** start of READING TEXT **

Good Faith Requirement in Consumer Dealing
The European Communities (Unfair Terms in Consumer Contracts) Regulations, (the Unfair Contract Terms Regulations) introduced the concept of negotiation in good faith, into consumer contracts. The principle is found in many Continental law systems which apply a duty of good faith to many contractual negotiations and dealings.
The purpose of the legislation is to promote fair and open dealing and prevent unfair surprise in contractual terms. It is aimed in particular at terms which may operate to his disadvantage in a way which the consumer might reasonably not expect and at terms that offend the requirements of good faith.
The unfairness may lie in the failure to bring important and unusual matters to the weaker party’s attention. If a clause is of a type which may cause surprise and would have been negotiated away if known, it is likely to be unfair.
In assessing good faith, particular regard is to be had to
- the strength of the bargaining position of the parties;
- whether the consumer had an inducement to agree to the term;
- whether the goods or services were sold or supplied to the special order of the consumer;
- the extent to which the seller or supplier has dealt fairly and equitably with the consumer whose legitimate interests have to be taken into account.
The regulations provide that a term shall be regarded as unfair, if contrary to the requirements of good faith, it causes a significant imbalance in the rights and obligations of the parties under the contract, to the detriment of the consumer. The unfairness of the contractual terms is assessed taking into account the nature of the goods and services for which the contract was concluded. Reference is made to the circumstances at the time of conclusion of the contract.
Good faith is a continental law concept. It implies dealing fairly and equitably, taking account of the other party’s legitimate interests. In making an assessment of good faith, regard is to be had
- to the strength of the bargaining positions of the parties;
- to whether the consumer had an interest in agreeing to the term,
- to whether the goods and services were sold or supplied to the special order of the consumer;
- the extent to which the seller/supplier has dealt fairly and equitably with the consumer, whose legitimate interests, he is to take into account.
The determination of whether a contract term is unfair is primarily one for the national courts with reference to the statutory criteria. The European courts have not sought to evolve common standards. They have emphasised that each court should take its own view of the case in its domestic circumstances.

** end of READING TEXT **

● **SET PROBLEM**:
Pick up the text on good faith in consumer contracts after its final sentence and carry it forward. None of the material that comes next has any bearing on this.

** start of RECORDED INFORMATION **

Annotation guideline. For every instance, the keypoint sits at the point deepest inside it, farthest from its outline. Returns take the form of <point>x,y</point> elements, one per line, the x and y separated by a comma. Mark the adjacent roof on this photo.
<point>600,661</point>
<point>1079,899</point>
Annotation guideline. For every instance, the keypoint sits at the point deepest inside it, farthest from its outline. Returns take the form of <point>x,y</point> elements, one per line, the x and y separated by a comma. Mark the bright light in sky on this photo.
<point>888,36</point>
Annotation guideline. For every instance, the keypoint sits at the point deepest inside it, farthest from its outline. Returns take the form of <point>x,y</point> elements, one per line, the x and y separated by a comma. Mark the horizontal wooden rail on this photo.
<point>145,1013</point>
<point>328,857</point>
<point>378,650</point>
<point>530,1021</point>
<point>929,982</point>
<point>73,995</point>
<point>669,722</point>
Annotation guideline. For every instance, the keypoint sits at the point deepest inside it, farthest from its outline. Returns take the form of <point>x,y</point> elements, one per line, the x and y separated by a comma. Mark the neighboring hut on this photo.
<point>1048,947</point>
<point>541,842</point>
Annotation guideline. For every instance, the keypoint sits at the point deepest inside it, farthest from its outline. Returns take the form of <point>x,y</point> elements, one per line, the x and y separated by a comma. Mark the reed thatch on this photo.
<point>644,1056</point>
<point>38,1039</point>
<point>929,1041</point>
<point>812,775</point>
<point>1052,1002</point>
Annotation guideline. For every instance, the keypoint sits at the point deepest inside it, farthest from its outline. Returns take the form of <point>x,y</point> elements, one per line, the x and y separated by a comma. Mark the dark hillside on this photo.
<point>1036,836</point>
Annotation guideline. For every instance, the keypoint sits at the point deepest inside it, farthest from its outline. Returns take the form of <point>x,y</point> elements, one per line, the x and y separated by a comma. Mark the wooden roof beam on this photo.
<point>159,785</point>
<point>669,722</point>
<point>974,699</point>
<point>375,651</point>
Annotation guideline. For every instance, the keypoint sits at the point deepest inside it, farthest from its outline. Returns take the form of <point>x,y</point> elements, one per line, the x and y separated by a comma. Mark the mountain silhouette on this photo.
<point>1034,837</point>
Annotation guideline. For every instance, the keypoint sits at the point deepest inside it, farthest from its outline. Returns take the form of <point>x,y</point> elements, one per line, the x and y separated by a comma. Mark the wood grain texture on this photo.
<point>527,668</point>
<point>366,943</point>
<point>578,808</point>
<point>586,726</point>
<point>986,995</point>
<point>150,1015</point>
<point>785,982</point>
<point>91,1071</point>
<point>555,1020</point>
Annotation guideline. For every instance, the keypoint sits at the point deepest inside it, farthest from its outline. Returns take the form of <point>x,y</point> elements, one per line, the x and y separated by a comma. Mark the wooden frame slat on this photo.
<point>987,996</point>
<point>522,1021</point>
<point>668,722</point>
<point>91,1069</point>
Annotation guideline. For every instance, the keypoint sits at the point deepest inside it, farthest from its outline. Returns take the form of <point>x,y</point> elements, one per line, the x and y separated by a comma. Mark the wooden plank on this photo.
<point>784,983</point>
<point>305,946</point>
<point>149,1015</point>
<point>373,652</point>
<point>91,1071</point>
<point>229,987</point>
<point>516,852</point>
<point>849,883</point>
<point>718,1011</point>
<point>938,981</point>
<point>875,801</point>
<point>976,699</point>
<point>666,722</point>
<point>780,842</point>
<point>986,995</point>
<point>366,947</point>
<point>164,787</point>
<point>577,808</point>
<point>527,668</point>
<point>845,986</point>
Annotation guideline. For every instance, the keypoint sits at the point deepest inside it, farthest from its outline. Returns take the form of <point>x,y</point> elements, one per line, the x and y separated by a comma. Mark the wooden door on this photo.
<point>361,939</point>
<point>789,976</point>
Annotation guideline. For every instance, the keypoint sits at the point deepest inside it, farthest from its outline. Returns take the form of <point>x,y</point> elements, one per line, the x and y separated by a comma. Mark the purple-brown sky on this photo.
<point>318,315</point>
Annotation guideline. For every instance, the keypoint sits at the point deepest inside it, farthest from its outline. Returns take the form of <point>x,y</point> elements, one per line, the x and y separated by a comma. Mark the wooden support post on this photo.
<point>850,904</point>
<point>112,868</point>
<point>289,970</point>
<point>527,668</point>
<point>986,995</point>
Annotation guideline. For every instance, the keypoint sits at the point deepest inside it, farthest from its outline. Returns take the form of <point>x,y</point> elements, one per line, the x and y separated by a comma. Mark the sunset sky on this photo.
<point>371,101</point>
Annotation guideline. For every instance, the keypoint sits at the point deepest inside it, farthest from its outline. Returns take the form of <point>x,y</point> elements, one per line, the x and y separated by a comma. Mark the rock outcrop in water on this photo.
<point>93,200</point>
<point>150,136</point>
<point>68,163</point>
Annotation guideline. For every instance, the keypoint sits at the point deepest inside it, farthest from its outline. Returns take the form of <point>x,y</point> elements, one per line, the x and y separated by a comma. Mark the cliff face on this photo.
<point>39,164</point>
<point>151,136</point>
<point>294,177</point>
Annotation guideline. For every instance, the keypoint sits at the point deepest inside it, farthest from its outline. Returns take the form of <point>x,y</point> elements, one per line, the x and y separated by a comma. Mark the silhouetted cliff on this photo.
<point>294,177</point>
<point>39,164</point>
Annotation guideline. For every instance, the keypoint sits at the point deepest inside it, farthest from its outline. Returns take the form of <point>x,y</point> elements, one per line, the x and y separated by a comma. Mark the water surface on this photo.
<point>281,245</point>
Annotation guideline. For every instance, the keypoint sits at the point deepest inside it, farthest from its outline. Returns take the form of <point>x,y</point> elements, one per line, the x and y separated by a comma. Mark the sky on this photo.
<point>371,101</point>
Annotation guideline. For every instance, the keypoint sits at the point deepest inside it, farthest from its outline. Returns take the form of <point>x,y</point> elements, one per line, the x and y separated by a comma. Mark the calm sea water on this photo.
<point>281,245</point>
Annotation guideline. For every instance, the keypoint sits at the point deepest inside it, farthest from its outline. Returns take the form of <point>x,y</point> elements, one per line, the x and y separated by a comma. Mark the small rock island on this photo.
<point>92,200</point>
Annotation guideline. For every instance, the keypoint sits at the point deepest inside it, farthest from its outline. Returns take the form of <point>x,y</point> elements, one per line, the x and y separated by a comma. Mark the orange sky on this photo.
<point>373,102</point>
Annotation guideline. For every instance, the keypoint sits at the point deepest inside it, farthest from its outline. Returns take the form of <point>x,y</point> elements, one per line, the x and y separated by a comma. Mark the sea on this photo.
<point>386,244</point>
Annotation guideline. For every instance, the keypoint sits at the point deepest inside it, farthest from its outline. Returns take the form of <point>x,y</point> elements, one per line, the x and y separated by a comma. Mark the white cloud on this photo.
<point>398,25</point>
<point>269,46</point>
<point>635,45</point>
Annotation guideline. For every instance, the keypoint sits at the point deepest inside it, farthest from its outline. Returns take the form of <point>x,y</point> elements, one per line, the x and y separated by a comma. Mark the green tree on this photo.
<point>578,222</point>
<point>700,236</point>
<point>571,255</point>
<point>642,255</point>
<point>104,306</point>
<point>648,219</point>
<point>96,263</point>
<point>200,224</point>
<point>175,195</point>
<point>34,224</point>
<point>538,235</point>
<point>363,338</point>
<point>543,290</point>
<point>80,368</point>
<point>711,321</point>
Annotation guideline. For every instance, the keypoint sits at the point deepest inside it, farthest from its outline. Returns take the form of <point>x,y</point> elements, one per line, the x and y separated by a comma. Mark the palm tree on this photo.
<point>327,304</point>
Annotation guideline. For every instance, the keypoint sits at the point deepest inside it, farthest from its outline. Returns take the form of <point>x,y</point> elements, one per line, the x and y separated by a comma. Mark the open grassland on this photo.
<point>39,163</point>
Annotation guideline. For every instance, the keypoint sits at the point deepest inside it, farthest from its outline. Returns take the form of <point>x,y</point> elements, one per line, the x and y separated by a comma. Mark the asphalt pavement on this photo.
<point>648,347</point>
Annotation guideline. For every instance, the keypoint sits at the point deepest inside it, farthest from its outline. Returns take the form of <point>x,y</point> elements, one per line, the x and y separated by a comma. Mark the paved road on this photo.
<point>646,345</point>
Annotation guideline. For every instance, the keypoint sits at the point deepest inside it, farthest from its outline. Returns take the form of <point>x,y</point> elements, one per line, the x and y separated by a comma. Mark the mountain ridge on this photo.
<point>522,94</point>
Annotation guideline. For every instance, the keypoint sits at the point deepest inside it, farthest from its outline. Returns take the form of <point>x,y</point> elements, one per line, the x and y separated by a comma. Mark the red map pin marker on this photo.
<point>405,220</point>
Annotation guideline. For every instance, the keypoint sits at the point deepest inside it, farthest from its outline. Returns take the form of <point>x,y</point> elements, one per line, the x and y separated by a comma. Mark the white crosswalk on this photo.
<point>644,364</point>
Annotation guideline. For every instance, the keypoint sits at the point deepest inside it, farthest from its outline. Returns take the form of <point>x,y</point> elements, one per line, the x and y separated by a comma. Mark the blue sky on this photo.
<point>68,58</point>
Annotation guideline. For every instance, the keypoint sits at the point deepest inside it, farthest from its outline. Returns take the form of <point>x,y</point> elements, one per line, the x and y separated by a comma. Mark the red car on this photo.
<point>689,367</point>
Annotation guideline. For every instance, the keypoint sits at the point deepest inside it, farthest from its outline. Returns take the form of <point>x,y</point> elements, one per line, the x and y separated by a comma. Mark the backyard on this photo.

** end of RECORDED INFORMATION **

● **RESPONSE TO THE TASK**:
Contracts to be in Plain and Intelligible Language
There is an obligation on businesses to ensure that any written terms of the contract are expressed in plain and intelligible language. If there is any doubt about the meaning of a term, the interpretation most favourable to the consumer shall prevail.
The requirement that the contract be in plain and intelligible language is determined from the perspective of the ordinary consumer without legal advice. Legal terminology or jargon should be avoided, if possible. The requirement relates not just to the language used. The complexity and structure of sentences, cross-referencing, defining terms and the general ease of comprehension are relevant factors.
Plain and Intelligible Language
Consumer contracts must be in plain and intelligible language. The information must be communicated to the consumer in a clear and transparent manner. The consumer should be in a position to evaluate, on the basis of clear intelligible criteria, the economic consequences of the transaction.
The contractual terms themselves must be in plain and intelligible language. It appears that ancillary documents, such as explanatory booklets may be taken into account, having regard to whether they are read by the typical consumer.
The question as to whether the terms are in plain and intelligible language may, it has been suggested, be considered having regard to the party’s previous course of dealing. An alteration in terms and conditions may not be plain and intelligible, unless sufficiently clear.
The wording should be understandable so that the typical consumer can understand the rights and obligations that he and the seller/supplier will have under the contract.
The regulations confirm the rule of interpretation, that where there is a doubt about the meaning of a term, the interpretation most favourable to the consumer shall prevail. It may be that a term on its literal meaning appears unfair, but on interpretation, it may be given effect in a manner that is not unfair.
Application of Regulations;Consumers
The Regulations apply to contracts between a business and a consumer. The regulations apply to a consumer, who is a natural person acting for purposes which are outside his business. A business is defined as including a trade or profession and the activities of any government department, local or public authority. Difficulties of interpretation arise where goods and services are bought or required for a purpose which is partly private and partly business in nature.
A person (but not a corporate body) may be a consumer under the regulations. This is unlike the position with some other consumer protection legislation, which does not preclude the possibility that a company may act as a consumer.
The definition of a “consumer” under the Unfair Contract Terms Regulations is similar to that under the Consumer Credit Act. There is a difference of view as to how widely this should be interpreted. On a narrow view, it is limited to transactions which are undertaken in a purely private and domestic capacity. On a wider view, it would include personal investment activities, such as buy-to-let transactions.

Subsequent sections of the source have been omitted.